# [Task objective]
What's required is a verbatim printout of all the data.

# [Records for processing]
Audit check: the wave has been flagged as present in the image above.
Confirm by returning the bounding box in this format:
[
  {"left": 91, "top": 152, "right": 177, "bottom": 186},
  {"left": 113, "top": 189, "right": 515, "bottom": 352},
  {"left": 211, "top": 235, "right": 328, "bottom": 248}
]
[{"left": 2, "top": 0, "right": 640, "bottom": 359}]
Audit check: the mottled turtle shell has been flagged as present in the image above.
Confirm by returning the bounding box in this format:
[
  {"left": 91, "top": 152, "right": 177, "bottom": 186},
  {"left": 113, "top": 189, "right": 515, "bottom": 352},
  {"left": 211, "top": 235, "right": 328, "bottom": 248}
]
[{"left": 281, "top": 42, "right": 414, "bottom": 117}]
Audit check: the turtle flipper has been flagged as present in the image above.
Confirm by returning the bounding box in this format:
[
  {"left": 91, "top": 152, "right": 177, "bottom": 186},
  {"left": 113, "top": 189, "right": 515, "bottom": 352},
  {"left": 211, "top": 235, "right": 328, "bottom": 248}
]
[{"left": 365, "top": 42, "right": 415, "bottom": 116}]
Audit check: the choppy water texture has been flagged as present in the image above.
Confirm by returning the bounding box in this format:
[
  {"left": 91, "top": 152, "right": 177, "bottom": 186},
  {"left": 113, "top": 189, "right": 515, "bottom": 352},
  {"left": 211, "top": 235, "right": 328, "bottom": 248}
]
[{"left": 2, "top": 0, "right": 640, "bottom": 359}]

# [Problem solution]
Audit check: the wave has been flagged as present in the image above.
Confirm by returning the bounding box in this format:
[
  {"left": 91, "top": 152, "right": 177, "bottom": 186},
  {"left": 113, "top": 189, "right": 515, "bottom": 352},
  {"left": 211, "top": 235, "right": 328, "bottom": 248}
]
[{"left": 2, "top": 0, "right": 640, "bottom": 359}]
Audit check: the mottled turtle shell has been flagged as present in the image above.
Confirm by returning the bounding box in this format:
[
  {"left": 91, "top": 152, "right": 177, "bottom": 186},
  {"left": 113, "top": 189, "right": 515, "bottom": 352},
  {"left": 211, "top": 235, "right": 328, "bottom": 248}
]
[{"left": 281, "top": 42, "right": 414, "bottom": 117}]
Audit check: the turtle flipper has been flagged as present in the image above.
Confirm by returning the bounding box in this format:
[
  {"left": 91, "top": 152, "right": 177, "bottom": 186},
  {"left": 113, "top": 189, "right": 515, "bottom": 352},
  {"left": 211, "top": 235, "right": 328, "bottom": 248}
]
[{"left": 365, "top": 42, "right": 415, "bottom": 116}]
Audit check: the choppy water texture has been flagged as present in the image above.
Confirm by returning the bounding box in this format:
[
  {"left": 91, "top": 152, "right": 177, "bottom": 186},
  {"left": 113, "top": 189, "right": 515, "bottom": 352},
  {"left": 211, "top": 235, "right": 328, "bottom": 248}
]
[{"left": 2, "top": 0, "right": 640, "bottom": 359}]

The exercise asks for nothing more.